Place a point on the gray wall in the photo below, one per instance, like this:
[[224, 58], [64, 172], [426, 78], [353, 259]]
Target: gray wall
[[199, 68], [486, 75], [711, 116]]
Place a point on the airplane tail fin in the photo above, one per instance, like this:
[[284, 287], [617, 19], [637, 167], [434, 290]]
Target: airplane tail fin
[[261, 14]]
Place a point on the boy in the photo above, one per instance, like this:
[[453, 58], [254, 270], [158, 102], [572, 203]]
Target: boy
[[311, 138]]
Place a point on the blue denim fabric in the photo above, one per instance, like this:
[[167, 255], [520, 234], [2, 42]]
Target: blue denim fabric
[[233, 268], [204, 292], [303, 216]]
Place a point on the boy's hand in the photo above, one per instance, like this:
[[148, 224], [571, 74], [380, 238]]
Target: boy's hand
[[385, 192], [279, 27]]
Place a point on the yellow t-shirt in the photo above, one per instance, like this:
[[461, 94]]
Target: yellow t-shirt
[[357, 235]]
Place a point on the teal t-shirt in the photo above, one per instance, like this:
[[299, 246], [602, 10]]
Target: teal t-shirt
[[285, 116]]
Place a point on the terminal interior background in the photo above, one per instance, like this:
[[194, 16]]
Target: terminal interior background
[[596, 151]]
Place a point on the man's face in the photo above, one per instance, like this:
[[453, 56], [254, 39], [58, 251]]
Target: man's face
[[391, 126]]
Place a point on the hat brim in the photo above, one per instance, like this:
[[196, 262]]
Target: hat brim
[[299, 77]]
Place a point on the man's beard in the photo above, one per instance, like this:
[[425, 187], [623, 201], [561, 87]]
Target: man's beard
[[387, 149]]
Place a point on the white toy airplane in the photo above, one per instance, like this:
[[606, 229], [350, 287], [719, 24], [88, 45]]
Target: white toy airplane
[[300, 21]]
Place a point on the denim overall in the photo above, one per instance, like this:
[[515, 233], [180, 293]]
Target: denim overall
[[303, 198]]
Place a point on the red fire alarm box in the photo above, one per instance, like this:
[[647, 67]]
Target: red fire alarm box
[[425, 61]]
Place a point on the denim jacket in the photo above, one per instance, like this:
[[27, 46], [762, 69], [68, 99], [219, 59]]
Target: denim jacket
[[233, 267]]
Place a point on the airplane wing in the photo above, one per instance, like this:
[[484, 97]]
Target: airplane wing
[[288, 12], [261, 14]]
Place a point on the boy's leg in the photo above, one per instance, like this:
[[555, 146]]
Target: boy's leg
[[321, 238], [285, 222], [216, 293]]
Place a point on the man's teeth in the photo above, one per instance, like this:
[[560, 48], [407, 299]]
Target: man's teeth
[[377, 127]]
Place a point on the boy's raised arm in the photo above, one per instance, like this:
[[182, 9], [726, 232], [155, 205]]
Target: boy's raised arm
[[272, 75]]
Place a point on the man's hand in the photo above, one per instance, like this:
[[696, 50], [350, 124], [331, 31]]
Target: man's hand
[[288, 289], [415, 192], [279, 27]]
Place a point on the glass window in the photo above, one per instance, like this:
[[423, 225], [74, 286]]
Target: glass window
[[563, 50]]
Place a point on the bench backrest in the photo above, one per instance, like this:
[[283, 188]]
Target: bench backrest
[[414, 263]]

_Your instructions_
Reproduce every entry above word for word, with no changes.

_Solution to this exercise_
Place a point on the gray wall in the photo below, one per instance, like this:
[[224, 58], [64, 172], [426, 78], [353, 259]]
Target: gray wall
[[199, 68], [486, 75], [711, 116]]
Place a point on the airplane tail fin in the photo above, one per instance, like this:
[[284, 287], [617, 19], [637, 167], [434, 290]]
Target: airplane tail fin
[[261, 14]]
Place a point on the boy in the photo above, one per instance, like this:
[[453, 58], [254, 270], [158, 102], [572, 203]]
Target: boy
[[311, 138]]
Place a point on the blue denim fabric in the photo above, one per instance, like this:
[[167, 255], [520, 234], [2, 42]]
Target: blue denim fabric
[[233, 268], [204, 292], [303, 216]]
Place a point on the boy's hand in the photo above, one per instance, like this:
[[148, 224], [571, 74], [380, 238]]
Target: boy's hand
[[385, 192], [279, 27]]
Place a point on the yellow t-shirt in the photo above, one per instance, like this:
[[461, 94]]
Target: yellow t-shirt
[[357, 235]]
Place a point on the teal t-shirt in the photo above, one per instance, like this:
[[299, 246], [602, 10]]
Target: teal t-shirt
[[285, 116]]
Place a point on the terminal interior background in the photo above, one per instance, like this:
[[194, 16]]
Target: terminal interior background
[[596, 151]]
Place a point on the man's face in the photo above, one per instance, like this:
[[453, 56], [254, 39], [58, 251]]
Target: man's face
[[391, 126]]
Place a point on the hat brim in the photo above, one per instance, like this:
[[196, 262]]
Target: hat brim
[[299, 77]]
Place a point on the man's beard in the photo above, one per instance, like this:
[[425, 187], [623, 201], [561, 87]]
Target: man's beard
[[387, 149]]
Place a point on the white toy airplane in the photo above, one per instance, like this:
[[606, 229], [350, 287], [719, 24], [88, 45]]
Target: white toy airplane
[[300, 21]]
Place a point on the denim overall in the photo above, one per instance, like this:
[[515, 233], [180, 293]]
Target: denim overall
[[303, 198]]
Place a point on the red fire alarm box in the photo above, one per instance, like this:
[[647, 67]]
Target: red fire alarm box
[[425, 61]]
Place a point on the denim jacket in the photo above, one per instance, like this:
[[27, 46], [762, 69], [68, 99], [219, 59]]
Target: denim jacket
[[233, 267]]
Place a point on the airplane wing in the photo above, one per instance, like this:
[[484, 97]]
Target: airplane wing
[[288, 12], [261, 14]]
Place a point on the boy's leg in the photo above, one per instance, like this:
[[555, 146]]
Target: boy's leg
[[321, 238], [285, 222], [216, 293]]
Place a point on the man's teeth in the photo above, one per instance, like this:
[[560, 48], [407, 299]]
Target: man's teeth
[[377, 127]]
Place a point on the boy's raised arm in the photo above, one per instance, like this:
[[182, 9], [726, 232], [155, 205]]
Target: boy's raised arm
[[272, 75]]
Place a point on the man's hand in the photo above, one per instance, like this:
[[696, 50], [350, 124], [331, 31]]
Target: man's hand
[[288, 289], [415, 192], [279, 27]]
Place a point on the glass window in the photo above, one per instance, like this:
[[423, 225], [74, 286]]
Target: glass window
[[563, 50]]
Place a point on the bench backrest in the photo above, one per instance, like this:
[[283, 188]]
Target: bench backrest
[[414, 263]]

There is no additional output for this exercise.